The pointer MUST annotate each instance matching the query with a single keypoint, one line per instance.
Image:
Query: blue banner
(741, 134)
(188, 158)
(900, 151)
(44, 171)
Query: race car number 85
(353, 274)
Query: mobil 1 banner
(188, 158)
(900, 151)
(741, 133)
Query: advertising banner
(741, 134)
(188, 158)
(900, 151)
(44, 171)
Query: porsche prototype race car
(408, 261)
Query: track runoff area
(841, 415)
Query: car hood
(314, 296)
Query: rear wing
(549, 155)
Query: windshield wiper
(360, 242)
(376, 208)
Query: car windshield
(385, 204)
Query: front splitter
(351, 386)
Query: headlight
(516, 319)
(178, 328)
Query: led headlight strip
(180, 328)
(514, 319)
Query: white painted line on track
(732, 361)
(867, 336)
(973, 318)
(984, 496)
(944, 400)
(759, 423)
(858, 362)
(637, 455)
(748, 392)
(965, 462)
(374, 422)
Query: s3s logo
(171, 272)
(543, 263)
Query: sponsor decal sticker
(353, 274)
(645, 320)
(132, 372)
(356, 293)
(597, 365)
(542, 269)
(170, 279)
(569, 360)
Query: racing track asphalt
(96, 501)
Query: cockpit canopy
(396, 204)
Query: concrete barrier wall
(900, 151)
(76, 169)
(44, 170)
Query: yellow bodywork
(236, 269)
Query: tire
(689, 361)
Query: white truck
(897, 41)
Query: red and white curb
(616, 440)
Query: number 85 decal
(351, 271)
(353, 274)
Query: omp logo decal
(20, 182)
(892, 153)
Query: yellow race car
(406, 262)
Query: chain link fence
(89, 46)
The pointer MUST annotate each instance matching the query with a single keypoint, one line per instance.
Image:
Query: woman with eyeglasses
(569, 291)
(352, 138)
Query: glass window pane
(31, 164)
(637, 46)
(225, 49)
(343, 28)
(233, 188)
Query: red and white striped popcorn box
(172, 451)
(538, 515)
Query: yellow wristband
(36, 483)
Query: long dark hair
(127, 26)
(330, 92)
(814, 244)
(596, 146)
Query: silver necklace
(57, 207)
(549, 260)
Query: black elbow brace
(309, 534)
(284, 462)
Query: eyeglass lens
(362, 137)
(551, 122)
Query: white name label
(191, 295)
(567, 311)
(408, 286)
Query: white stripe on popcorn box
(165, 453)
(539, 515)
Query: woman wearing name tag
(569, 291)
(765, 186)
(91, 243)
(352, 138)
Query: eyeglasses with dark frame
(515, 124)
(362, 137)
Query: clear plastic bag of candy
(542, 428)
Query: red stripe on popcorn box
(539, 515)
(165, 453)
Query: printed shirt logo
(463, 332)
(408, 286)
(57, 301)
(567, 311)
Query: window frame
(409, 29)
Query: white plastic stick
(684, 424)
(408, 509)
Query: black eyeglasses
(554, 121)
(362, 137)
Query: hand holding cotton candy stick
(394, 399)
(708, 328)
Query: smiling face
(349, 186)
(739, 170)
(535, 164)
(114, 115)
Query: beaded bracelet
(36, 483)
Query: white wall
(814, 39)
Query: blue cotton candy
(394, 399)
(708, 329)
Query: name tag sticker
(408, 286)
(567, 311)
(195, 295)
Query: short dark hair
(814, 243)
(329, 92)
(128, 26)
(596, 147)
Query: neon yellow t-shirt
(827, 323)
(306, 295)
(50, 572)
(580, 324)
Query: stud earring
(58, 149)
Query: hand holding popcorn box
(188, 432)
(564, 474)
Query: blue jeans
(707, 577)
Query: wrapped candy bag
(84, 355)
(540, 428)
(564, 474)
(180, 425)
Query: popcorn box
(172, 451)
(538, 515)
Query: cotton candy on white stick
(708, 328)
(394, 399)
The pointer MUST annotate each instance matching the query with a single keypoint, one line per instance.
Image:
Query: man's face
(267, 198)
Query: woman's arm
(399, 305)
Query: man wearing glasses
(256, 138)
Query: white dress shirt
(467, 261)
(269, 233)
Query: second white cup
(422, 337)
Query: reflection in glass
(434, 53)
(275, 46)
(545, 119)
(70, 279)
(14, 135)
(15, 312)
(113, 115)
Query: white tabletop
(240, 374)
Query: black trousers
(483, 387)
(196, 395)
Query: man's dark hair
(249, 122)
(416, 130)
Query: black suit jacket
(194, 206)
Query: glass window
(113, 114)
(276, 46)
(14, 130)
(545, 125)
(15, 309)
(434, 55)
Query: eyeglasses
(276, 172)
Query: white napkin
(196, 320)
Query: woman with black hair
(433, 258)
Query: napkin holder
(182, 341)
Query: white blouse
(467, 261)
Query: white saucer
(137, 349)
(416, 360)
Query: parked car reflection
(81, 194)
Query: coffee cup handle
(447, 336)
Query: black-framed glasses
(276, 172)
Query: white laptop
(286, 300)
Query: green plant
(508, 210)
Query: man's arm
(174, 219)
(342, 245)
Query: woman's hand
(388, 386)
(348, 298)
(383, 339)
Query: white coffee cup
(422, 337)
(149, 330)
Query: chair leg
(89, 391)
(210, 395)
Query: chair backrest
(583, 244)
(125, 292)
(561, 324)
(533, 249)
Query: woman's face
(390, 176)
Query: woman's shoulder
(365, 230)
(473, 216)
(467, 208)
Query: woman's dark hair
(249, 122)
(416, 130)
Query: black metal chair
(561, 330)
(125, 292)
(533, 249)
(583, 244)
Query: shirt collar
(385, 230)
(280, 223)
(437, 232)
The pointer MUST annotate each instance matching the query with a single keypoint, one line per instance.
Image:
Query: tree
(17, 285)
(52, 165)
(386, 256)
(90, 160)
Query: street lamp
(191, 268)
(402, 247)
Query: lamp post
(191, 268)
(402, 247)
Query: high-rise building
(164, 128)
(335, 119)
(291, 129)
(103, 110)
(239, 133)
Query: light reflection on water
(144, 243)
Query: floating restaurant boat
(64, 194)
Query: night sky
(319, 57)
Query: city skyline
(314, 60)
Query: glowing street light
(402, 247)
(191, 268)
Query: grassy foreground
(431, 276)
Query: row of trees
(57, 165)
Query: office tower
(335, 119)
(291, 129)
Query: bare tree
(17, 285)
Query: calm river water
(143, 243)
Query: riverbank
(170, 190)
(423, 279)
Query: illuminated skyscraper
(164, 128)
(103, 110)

Given instruction: Update the material above by changing every "keypoint" to "point marker" and leaving everything else unchanged.

Answer in full:
The pointer MUST annotate each instance matching the query with a single point marker, one line per instance.
Image:
Query: blue banner
(741, 134)
(188, 158)
(900, 151)
(44, 171)
Query: race car number 85
(353, 274)
Query: mobil 1 banner
(188, 158)
(900, 151)
(741, 133)
Query: advertising banner
(741, 134)
(188, 158)
(900, 151)
(44, 171)
Query: porsche prototype race car
(408, 261)
Query: track runoff area
(841, 415)
Query: car hood
(314, 296)
Query: rear wing
(549, 155)
Query: windshield wiper
(360, 242)
(376, 208)
Query: car windshield
(385, 204)
Query: front splitter
(351, 386)
Query: headlight
(516, 319)
(178, 328)
Query: led headlight strip
(180, 328)
(514, 319)
Query: white painted line on track
(732, 361)
(867, 336)
(973, 318)
(984, 496)
(944, 400)
(759, 423)
(858, 362)
(637, 455)
(748, 392)
(965, 462)
(374, 422)
Query: s3s logo
(171, 272)
(543, 263)
Query: sponsor decal sticker
(353, 274)
(645, 320)
(132, 372)
(356, 293)
(597, 365)
(542, 269)
(170, 279)
(569, 360)
Query: racing track asphalt
(96, 501)
Query: cockpit canopy
(396, 204)
Query: concrete barrier wall
(900, 151)
(76, 169)
(44, 170)
Query: yellow bodywork
(236, 269)
Query: tire
(689, 361)
Query: white truck
(897, 41)
Query: red and white curb
(616, 440)
Query: number 85 decal
(351, 271)
(353, 274)
Query: omp logo decal
(20, 182)
(892, 153)
Query: yellow race car
(406, 262)
Query: chain link fence
(89, 46)
The pointer MUST annotate each instance matching the query with a single point marker, one line per instance.
Image:
Query: woman with eyeglasses
(569, 291)
(352, 138)
Query: glass window pane
(31, 164)
(637, 46)
(225, 49)
(343, 28)
(233, 188)
Query: red and white striped popcorn box
(172, 451)
(538, 515)
Query: yellow wristband
(36, 483)
Query: long dark hair
(127, 26)
(330, 92)
(814, 244)
(596, 146)
Query: silver necklace
(57, 207)
(549, 260)
Query: black elbow brace
(309, 534)
(284, 462)
Query: eyeglass lens
(362, 137)
(551, 122)
Query: white name label
(191, 295)
(567, 311)
(408, 286)
Query: white stripe on popcorn box
(165, 453)
(539, 515)
Query: woman wearing name tag
(569, 291)
(765, 186)
(91, 243)
(352, 138)
Query: eyeglasses with dark frame
(515, 124)
(362, 137)
Query: clear plastic bag of candy
(542, 428)
Query: red stripe on popcorn box
(539, 515)
(165, 453)
Query: printed shirt logo
(463, 332)
(408, 286)
(57, 301)
(567, 311)
Query: window frame
(409, 29)
Query: white plastic stick
(684, 424)
(408, 509)
Query: black eyeglasses
(554, 121)
(362, 137)
Query: hand holding cotton candy stick
(394, 399)
(708, 328)
Query: smiling face
(349, 186)
(739, 170)
(535, 164)
(114, 115)
Query: beaded bracelet
(36, 483)
Query: white wall
(814, 39)
Query: blue cotton candy
(394, 399)
(708, 329)
Query: name tag sticker
(408, 286)
(567, 311)
(195, 295)
Query: short dark hair
(814, 243)
(329, 92)
(128, 26)
(596, 147)
Query: neon yellow t-shirt
(827, 323)
(306, 295)
(50, 572)
(580, 324)
Query: stud earring
(58, 149)
Query: hand holding popcorn box
(188, 432)
(564, 474)
Query: blue jeans
(707, 577)
Query: wrapped candy bag
(84, 355)
(540, 428)
(564, 474)
(180, 425)
Query: popcorn box
(172, 451)
(538, 515)
Query: cotton candy on white stick
(708, 328)
(394, 399)
The pointer MUST annotate each instance matching the query with a single point marker, one line per instance.
Image:
Query: man's face
(267, 198)
Query: woman's arm
(399, 305)
Query: man wearing glasses
(256, 138)
Query: white dress shirt
(467, 261)
(269, 233)
Query: second white cup
(422, 337)
Query: reflection in glass
(434, 53)
(275, 46)
(545, 119)
(70, 279)
(14, 135)
(15, 312)
(113, 115)
Query: white tabletop
(240, 374)
Query: black trousers
(483, 387)
(196, 395)
Query: man's dark hair
(249, 122)
(416, 130)
Query: black suit jacket
(194, 206)
Query: glass window
(113, 114)
(276, 46)
(14, 130)
(545, 125)
(15, 309)
(434, 55)
Query: eyeglasses
(276, 172)
Query: white napkin
(196, 320)
Query: woman with black hair
(433, 258)
Query: napkin holder
(182, 341)
Query: white blouse
(467, 261)
Query: white saucer
(137, 349)
(416, 360)
Query: parked car reflection
(81, 194)
Query: coffee cup handle
(447, 336)
Query: black-framed glasses
(276, 172)
Query: white laptop
(286, 300)
Query: green plant
(508, 210)
Query: man's arm
(174, 219)
(342, 245)
Query: woman's hand
(388, 386)
(348, 298)
(383, 339)
Query: white coffee cup
(422, 337)
(149, 330)
Query: chair leg
(89, 391)
(210, 395)
Query: chair backrest
(583, 244)
(125, 292)
(561, 324)
(533, 249)
Query: woman's face
(390, 176)
Query: woman's shoulder
(365, 230)
(473, 216)
(467, 208)
Query: woman's dark hair
(249, 122)
(416, 130)
Query: black metal chair
(561, 330)
(125, 292)
(533, 249)
(583, 244)
Query: shirt collar
(385, 230)
(280, 223)
(437, 232)
The pointer MUST annotate each instance matching the query with a single point marker, one line per instance.
Image:
Query: tree
(17, 285)
(52, 165)
(386, 256)
(90, 160)
Query: street lamp
(191, 268)
(402, 247)
Query: lamp post
(191, 268)
(402, 247)
Query: high-rise building
(164, 128)
(335, 119)
(291, 129)
(103, 110)
(239, 133)
Query: light reflection on water
(144, 243)
Query: floating restaurant boat
(64, 194)
Query: night sky
(319, 57)
Query: city skyline
(314, 60)
Query: glowing street light
(402, 247)
(191, 268)
Query: grassy foreground
(431, 276)
Query: row of trees
(57, 165)
Query: office tower
(335, 119)
(291, 129)
Query: bare tree
(17, 285)
Query: calm river water
(143, 243)
Query: riverbank
(170, 190)
(423, 279)
Query: illuminated skyscraper
(164, 128)
(103, 110)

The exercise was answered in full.